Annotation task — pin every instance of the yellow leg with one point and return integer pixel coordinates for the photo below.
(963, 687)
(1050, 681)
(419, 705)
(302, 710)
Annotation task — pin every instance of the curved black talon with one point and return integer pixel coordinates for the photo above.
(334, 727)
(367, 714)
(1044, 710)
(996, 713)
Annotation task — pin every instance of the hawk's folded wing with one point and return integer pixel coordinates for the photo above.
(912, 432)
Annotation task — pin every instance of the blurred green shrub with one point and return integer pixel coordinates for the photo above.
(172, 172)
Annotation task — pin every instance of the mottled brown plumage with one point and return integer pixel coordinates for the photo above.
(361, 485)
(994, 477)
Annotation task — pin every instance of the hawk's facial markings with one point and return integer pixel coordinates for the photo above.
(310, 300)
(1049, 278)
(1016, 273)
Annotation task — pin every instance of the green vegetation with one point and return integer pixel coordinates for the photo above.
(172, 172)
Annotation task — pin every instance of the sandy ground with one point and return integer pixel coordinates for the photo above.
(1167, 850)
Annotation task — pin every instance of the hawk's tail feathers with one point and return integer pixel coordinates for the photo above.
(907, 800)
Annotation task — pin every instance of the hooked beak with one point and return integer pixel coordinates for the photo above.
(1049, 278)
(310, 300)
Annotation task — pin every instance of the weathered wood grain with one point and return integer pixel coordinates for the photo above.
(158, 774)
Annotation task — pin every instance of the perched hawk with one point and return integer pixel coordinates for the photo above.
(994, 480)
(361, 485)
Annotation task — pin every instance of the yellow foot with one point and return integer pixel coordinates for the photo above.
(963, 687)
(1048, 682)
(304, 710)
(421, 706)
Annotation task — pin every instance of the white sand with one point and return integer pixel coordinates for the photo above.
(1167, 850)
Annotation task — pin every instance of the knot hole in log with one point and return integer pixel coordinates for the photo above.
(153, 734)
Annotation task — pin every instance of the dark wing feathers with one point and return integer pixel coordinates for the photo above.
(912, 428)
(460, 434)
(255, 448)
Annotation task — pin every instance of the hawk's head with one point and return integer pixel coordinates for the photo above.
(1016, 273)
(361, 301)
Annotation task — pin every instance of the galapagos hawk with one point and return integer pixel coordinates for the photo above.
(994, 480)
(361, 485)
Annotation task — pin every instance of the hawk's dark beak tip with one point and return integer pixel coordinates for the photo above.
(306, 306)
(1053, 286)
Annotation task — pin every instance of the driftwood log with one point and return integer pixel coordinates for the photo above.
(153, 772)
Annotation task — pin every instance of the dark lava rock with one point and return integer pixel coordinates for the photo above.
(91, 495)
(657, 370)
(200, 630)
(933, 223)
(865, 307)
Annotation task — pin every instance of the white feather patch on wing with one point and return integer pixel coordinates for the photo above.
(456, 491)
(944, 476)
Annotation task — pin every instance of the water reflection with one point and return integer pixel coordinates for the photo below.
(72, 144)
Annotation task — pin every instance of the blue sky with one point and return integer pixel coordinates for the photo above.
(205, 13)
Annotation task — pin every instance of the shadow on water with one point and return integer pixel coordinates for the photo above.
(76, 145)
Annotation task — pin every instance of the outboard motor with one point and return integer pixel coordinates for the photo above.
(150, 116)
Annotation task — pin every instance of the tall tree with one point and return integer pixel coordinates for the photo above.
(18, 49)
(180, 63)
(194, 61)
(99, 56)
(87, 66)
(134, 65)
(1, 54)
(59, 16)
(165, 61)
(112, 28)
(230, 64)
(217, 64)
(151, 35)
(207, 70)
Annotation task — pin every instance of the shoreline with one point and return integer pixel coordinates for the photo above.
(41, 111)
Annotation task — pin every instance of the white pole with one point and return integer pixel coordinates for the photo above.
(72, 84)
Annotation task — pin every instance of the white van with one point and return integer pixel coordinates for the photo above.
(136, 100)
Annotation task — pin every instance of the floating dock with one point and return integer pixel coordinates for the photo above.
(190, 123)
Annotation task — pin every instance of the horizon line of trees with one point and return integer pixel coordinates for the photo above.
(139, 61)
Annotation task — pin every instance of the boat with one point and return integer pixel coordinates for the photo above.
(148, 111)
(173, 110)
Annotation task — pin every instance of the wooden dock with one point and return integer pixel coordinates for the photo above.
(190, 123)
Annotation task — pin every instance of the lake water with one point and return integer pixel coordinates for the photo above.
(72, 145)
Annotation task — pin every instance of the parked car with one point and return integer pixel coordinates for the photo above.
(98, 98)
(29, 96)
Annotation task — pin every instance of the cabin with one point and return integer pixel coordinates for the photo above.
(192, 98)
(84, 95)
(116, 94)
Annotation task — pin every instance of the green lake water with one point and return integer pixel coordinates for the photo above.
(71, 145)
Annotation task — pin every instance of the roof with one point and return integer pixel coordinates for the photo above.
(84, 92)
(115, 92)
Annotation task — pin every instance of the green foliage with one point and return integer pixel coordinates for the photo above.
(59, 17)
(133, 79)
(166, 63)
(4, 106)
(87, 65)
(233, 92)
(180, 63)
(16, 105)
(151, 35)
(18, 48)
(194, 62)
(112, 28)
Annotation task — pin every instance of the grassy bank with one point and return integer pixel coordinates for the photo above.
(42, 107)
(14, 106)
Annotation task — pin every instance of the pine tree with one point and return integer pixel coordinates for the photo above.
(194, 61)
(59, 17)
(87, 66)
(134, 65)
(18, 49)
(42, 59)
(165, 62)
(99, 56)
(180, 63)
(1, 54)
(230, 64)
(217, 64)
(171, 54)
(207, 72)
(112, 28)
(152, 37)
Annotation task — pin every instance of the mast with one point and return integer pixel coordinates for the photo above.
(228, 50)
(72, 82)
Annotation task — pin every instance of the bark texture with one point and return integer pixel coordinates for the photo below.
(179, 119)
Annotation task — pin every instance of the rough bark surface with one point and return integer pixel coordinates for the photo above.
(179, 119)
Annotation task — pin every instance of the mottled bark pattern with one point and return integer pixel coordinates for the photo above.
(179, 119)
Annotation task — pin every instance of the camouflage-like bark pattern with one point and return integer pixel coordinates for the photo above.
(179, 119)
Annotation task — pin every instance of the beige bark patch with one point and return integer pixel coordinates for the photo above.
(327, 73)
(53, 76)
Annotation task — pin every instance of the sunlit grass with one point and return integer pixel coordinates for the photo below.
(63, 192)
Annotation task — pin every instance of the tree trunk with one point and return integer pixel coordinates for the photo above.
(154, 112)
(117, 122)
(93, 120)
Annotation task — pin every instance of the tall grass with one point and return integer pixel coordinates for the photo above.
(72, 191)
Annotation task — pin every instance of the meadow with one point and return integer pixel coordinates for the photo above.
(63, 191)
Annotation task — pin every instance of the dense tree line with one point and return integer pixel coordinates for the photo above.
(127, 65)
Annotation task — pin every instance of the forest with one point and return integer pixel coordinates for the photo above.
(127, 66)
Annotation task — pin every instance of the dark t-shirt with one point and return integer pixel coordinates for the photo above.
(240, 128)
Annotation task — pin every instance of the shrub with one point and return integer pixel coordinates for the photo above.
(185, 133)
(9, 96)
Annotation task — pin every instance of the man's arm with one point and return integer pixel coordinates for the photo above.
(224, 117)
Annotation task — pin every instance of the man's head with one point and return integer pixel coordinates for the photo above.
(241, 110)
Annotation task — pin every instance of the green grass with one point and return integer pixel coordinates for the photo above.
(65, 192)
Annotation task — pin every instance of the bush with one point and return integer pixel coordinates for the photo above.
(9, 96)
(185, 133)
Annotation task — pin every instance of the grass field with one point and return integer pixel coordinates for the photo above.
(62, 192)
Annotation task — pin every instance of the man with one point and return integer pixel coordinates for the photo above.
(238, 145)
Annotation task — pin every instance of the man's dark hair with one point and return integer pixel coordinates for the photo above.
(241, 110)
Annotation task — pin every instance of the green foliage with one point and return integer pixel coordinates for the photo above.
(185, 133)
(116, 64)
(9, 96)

▶ Task description:
Set down every line of the listing again, exactly.

▶ Task result:
Annotation task — pin every instance of the yellow leg with one point and return integer pixel coordinates for the photo below.
(963, 687)
(1050, 681)
(419, 705)
(302, 710)
Annotation task — pin every instance of the curved black talon with one point and return integer pixel coordinates for the photo above.
(334, 727)
(367, 714)
(1044, 710)
(996, 713)
Annotation task — pin every instance of the hawk's folded wing with one point and return integer pixel coordinates for the photo above.
(912, 432)
Annotation task — pin every instance of the blurred green shrub with one point and return integer pixel coordinates for the photo above.
(172, 172)
Annotation task — pin every instance of the mottled brown plumage with one point and return integer pixel coordinates for the photo above.
(361, 485)
(994, 477)
Annotation task — pin every instance of the hawk's facial markings with one point and return integer pixel coordinates for the photo above.
(310, 300)
(1049, 278)
(1016, 273)
Annotation task — pin every instance of the green vegetation with one point and return integer pixel coordinates for the photo above.
(172, 172)
Annotation task — pin every instance of the sandy ground with one point and return integer pixel coordinates for the photo above.
(1167, 850)
Annotation task — pin every instance of the hawk's tail feathers with one point and return integer pixel coordinates for the photo above.
(907, 800)
Annotation task — pin every instance of the hooked beak with one point and return integer pixel coordinates for the photo above.
(1049, 278)
(310, 300)
Annotation task — pin every instance of the weathered wood grain with one point and return integer pixel coordinates for the photo above.
(158, 774)
Annotation task — pin every instance of the perched hawk with one point and return integer pixel coordinates for the photo above.
(994, 480)
(361, 485)
Annotation task — pin every instance of the yellow foot with one point and return integer pixel coordinates for the photo above.
(963, 687)
(1048, 682)
(304, 710)
(421, 706)
Annotation task — pin every instance of the white sand with one point and return integer pixel coordinates for the photo above.
(1167, 850)
Annotation task — pin every instance of the knot hole in log with one point and return integer pixel coordinates for the photo above.
(153, 734)
Annotation task — pin every instance of the dark wing feathers with one point and return integer pixel coordinates for the photo above.
(912, 428)
(460, 434)
(255, 448)
Annotation task — pin every instance of the hawk's head with one point and return integer pixel coordinates for the photo above.
(1016, 273)
(361, 301)
Annotation task — pin every instance of the galapagos hawk with one point and return integer pixel coordinates for the photo above.
(994, 480)
(361, 485)
Annotation task — pin every instance of the hawk's dark beak tip with one point and return integer pixel coordinates for the photo above.
(306, 306)
(1053, 286)
Annotation task — pin every instance of the driftwood log with one point and return integer pixel coordinates for the photo above.
(153, 772)
Annotation task — pin every instance of the dark lava rock with one point and return integer pixel coordinates for the photo above.
(91, 495)
(657, 370)
(200, 630)
(933, 223)
(865, 307)
Annotation task — pin every instance of the white feather patch on wing with one point and return integer pixel coordinates for the photo above.
(456, 491)
(944, 476)
Annotation task — pin every instance of the water reflection with one point and return integer pixel coordinates for the photo below.
(72, 144)
Annotation task — pin every instance of the blue sky with one point and return integer pixel coordinates for the photo above.
(205, 13)
Annotation task — pin every instance of the shadow on water with one point and return integer pixel coordinates for the photo above.
(76, 145)
Annotation task — pin every instance of the outboard motor with one point and return integer pixel coordinates for the photo above.
(150, 116)
Annotation task — pin every instance of the tall tree with one point and return integer pixel coordinates for the photo above.
(18, 49)
(180, 63)
(194, 61)
(99, 56)
(87, 66)
(134, 65)
(1, 54)
(59, 16)
(165, 61)
(112, 28)
(230, 64)
(217, 64)
(151, 35)
(207, 70)
Annotation task — pin every instance of the shoreline with one point and return integer pixel coordinates for the photo above.
(41, 111)
Annotation task — pin every instance of the white pole with one point and return integer pixel coordinates for the photo above.
(72, 84)
Annotation task — pin every instance of the white van with one point and return integer pixel coordinates for the photo above.
(136, 100)
Annotation task — pin every instance of the floating dock with one point and return integer pixel coordinates for the photo above.
(190, 123)
Annotation task — pin every instance of the horizon line of trees with one point and return integer pixel coordinates for the photo above.
(139, 61)
Annotation task — pin every instance of the boat with one point and return integer pixel coordinates for the photo above.
(148, 111)
(173, 110)
Annotation task — pin every instance of the wooden dock with one point and return integer pixel coordinates for the photo above.
(190, 123)
Annotation task — pin every instance of the lake water with one point and return integer pixel coordinates for the photo above.
(72, 145)
Annotation task — pin every instance of the parked car with one point and return integer pixel coordinates for the photo above.
(98, 98)
(29, 96)
Annotation task — pin every instance of the cabin with one point and return integer pixel coordinates for the photo above.
(192, 98)
(84, 95)
(116, 94)
Annotation task — pin every instance of the green lake water with one point and return integer pixel coordinates for the photo above.
(71, 145)
Annotation task — pin every instance of the roof with one point and return integer pixel coordinates for the photo above.
(84, 92)
(115, 92)
Annotation task — pin every instance of the green foliage with one point and return integer pixel coordinates for the photo above.
(59, 17)
(133, 79)
(166, 63)
(4, 106)
(87, 65)
(233, 92)
(180, 63)
(16, 105)
(151, 35)
(18, 48)
(194, 62)
(112, 28)
Annotation task — pin every instance of the grassy bank with one point and return integer pixel coordinates for the photo above.
(42, 107)
(14, 106)
Annotation task — pin every instance of the pine tree with one point and return integer pixel coordinates for the photo above.
(194, 61)
(59, 17)
(87, 66)
(134, 65)
(18, 49)
(42, 59)
(165, 62)
(99, 56)
(180, 63)
(1, 54)
(230, 64)
(217, 64)
(171, 54)
(207, 72)
(112, 28)
(152, 37)
Annotation task — pin every instance of the mast with one point and return integer pixel coordinates for the photo above.
(228, 50)
(72, 82)
Annotation task — pin every instance of the bark texture with one point and return integer pixel coordinates for the photo below.
(179, 119)
Annotation task — pin every instance of the rough bark surface with one point and return integer pixel coordinates for the photo above.
(179, 119)
Annotation task — pin every instance of the mottled bark pattern with one point and return integer pixel coordinates for the photo above.
(179, 119)
Annotation task — pin every instance of the camouflage-like bark pattern with one point and return integer pixel coordinates for the photo above.
(179, 119)
Annotation task — pin every instance of the beige bark patch with one point and return integer pixel coordinates for the photo above.
(327, 73)
(53, 76)
Annotation task — pin every instance of the sunlit grass with one point and return integer pixel coordinates for the photo below.
(63, 192)
Annotation task — pin every instance of the tree trunk with one point and return integer pixel coordinates for the photo above.
(154, 112)
(117, 122)
(93, 120)
Annotation task — pin every instance of the tall grass with one point and return integer pixel coordinates for the photo above.
(72, 191)
Annotation task — pin every instance of the meadow with one point and return integer pixel coordinates for the photo above.
(63, 191)
Annotation task — pin every instance of the dense tree line with one point and return integer pixel coordinates for the photo above.
(127, 65)
Annotation task — pin every instance of the forest with one point and return integer pixel coordinates for the photo above.
(127, 66)
Annotation task — pin every instance of the dark t-shirt with one point and return integer pixel coordinates for the photo above.
(240, 128)
Annotation task — pin every instance of the shrub with one point and return integer pixel coordinates for the photo above.
(185, 133)
(9, 96)
Annotation task — pin every instance of the man's arm with one point and return integer pixel coordinates for the photo above.
(224, 117)
Annotation task — pin every instance of the man's head with one point and return integer pixel coordinates for the photo above.
(241, 110)
Annotation task — pin every instance of the green grass with one point and return integer pixel coordinates for the photo above.
(65, 192)
Annotation task — pin every instance of the bush with one point and return integer pixel coordinates for the photo above.
(9, 96)
(185, 133)
Annotation task — pin every instance of the grass field with one point and return integer pixel coordinates for the photo above.
(62, 192)
Annotation task — pin every instance of the man with one point and return integer pixel coordinates for the photo above.
(238, 145)
Annotation task — pin every instance of the man's dark hair with one point and return integer pixel coordinates for the photo above.
(241, 110)
Annotation task — pin every instance of the green foliage with one point and return integer pixel coordinates for the photo above.
(185, 133)
(116, 64)
(9, 96)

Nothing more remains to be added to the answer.